### TEXTAUSZUG

Die finanzielle Situation der Apotheken gilt inzwischen als sehr angespannt. Rechnet man die Umsätze aller bundesweit 18.000 Apotheken zusammen, kommt man nach Angaben der ABDA auf einen durchschnittlichen Jahresumsatz von vier Millionen Euro und ein mittleres Betriebsergebnis von etwa 160.000 Euro. Der Großteil der deutschen Apotheken liege aber unter dem Durchschnitt, betont Nina Luft.

Für verschreibungspflichtige Arzneimittel gilt in Deutschland eine Preisbindung. Diese garantiert, dass in allen deutschen Apotheken ein verschreibungspflichtiges Medikament jederzeit zum selben Preis zu bekommen ist. Gleichzeitig hat sie zur Folge, dass Apotheken Umsatzrückgänge und steigende Fixkosten nicht durch Preiserhöhungen ausgleichen können.

### VORLIEGENDES MATERIAL
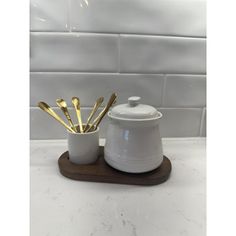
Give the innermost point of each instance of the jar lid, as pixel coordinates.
(133, 110)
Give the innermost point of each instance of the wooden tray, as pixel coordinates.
(100, 171)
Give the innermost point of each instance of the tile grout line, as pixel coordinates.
(68, 15)
(119, 33)
(119, 53)
(115, 73)
(201, 123)
(163, 90)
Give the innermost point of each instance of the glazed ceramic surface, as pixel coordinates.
(133, 141)
(155, 48)
(83, 148)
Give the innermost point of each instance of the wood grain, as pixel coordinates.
(100, 171)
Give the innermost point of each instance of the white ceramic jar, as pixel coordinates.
(133, 142)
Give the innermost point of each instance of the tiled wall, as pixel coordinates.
(155, 49)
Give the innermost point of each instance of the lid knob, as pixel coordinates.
(133, 101)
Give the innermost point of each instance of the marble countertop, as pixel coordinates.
(65, 207)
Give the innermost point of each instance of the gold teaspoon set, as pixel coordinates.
(81, 128)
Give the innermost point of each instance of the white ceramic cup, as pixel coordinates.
(83, 148)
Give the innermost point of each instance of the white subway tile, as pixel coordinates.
(169, 17)
(177, 122)
(74, 52)
(88, 87)
(43, 126)
(203, 124)
(185, 91)
(49, 15)
(157, 54)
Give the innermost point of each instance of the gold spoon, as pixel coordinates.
(62, 104)
(76, 103)
(97, 121)
(95, 108)
(45, 107)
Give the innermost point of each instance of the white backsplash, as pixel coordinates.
(155, 49)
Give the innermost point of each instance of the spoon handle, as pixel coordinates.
(97, 121)
(78, 112)
(94, 110)
(66, 113)
(55, 116)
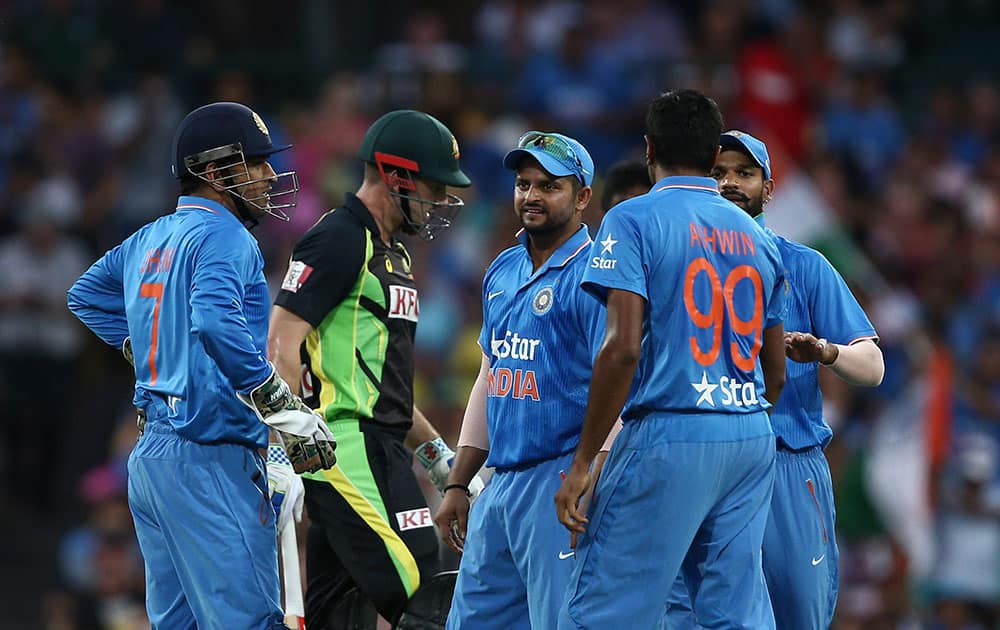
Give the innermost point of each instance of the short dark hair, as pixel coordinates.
(621, 177)
(684, 127)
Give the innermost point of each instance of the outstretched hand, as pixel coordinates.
(805, 348)
(452, 519)
(571, 514)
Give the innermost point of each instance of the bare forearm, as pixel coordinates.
(772, 360)
(468, 461)
(475, 431)
(859, 364)
(421, 431)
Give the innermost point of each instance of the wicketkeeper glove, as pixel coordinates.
(307, 440)
(437, 457)
(284, 486)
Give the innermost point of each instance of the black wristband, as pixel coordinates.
(461, 486)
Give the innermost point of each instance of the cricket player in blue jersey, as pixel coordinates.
(186, 300)
(539, 332)
(824, 325)
(695, 295)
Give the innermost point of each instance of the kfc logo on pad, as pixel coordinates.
(403, 303)
(298, 273)
(414, 519)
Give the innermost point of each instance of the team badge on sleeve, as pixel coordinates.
(298, 273)
(542, 301)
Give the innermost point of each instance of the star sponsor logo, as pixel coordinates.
(608, 244)
(607, 248)
(705, 389)
(514, 346)
(731, 392)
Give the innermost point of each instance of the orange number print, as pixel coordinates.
(713, 318)
(755, 325)
(153, 290)
(721, 307)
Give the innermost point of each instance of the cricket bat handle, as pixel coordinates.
(295, 614)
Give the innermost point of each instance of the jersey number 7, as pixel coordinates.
(153, 290)
(722, 306)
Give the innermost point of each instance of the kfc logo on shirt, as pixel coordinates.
(414, 519)
(298, 273)
(403, 303)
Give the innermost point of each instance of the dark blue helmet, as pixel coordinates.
(229, 134)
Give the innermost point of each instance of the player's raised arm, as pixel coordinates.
(860, 363)
(217, 311)
(284, 340)
(97, 300)
(473, 448)
(614, 369)
(772, 362)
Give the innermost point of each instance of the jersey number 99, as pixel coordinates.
(721, 307)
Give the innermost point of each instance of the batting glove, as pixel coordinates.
(437, 458)
(308, 442)
(284, 486)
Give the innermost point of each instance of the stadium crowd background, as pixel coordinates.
(882, 119)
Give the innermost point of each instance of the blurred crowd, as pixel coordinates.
(883, 123)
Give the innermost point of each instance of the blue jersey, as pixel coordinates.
(540, 332)
(819, 303)
(712, 280)
(189, 289)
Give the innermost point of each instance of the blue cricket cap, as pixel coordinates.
(559, 155)
(745, 142)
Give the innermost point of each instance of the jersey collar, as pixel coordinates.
(358, 208)
(687, 182)
(192, 203)
(574, 246)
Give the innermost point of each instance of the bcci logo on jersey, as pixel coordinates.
(732, 393)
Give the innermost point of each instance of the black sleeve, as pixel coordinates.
(325, 267)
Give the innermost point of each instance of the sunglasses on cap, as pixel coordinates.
(552, 144)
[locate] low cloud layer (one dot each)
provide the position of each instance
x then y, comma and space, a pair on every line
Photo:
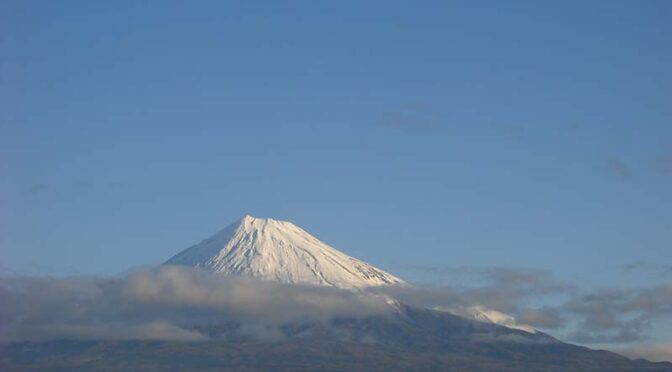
174, 303
165, 303
535, 297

### AUFGABEN
• A. Wie hoch ist laut dem Text über die Apotheken das mittlere Betriebsergebnis?
• B. Führe den Text über die finanzielle Lage der Apotheken nach seinem letzten Satz fort.

### LÖSUNGEN
• A. Etwa 160.000 Euro.

• B.
Mehr Notdienste

Immer mehr Arbeitszeit gehe für Bürokratie und die Verwaltung von Lieferengpässen drauf, sagt Nina Luft. Oft komme es vor, dass ein dringend benötigtes Medikament gerade nicht lieferbar sei. Dann müsse die Apotheke mit dem verschreibenden Arzt Rücksprache halten, um schnell eine alternative Lösung für den Patienten oder die Patientin zu finden.

Außerdem müssen Apotheker immer häufiger Notdienste übernehmen: Früher musste eine Apotheke durchschnittlich alle 27 Tage einen 24-stündigen Notdienst übernehmen, heute schon alle 21 Tage. „Die Nachtschicht übernimmt meistens der Inhaber“, sagt Sami Shalalda. Bei der Itzgrund-Apotheke, die er kürzlich übernommen hat, fällt sogar alle 13 Tage ein Notdienst an.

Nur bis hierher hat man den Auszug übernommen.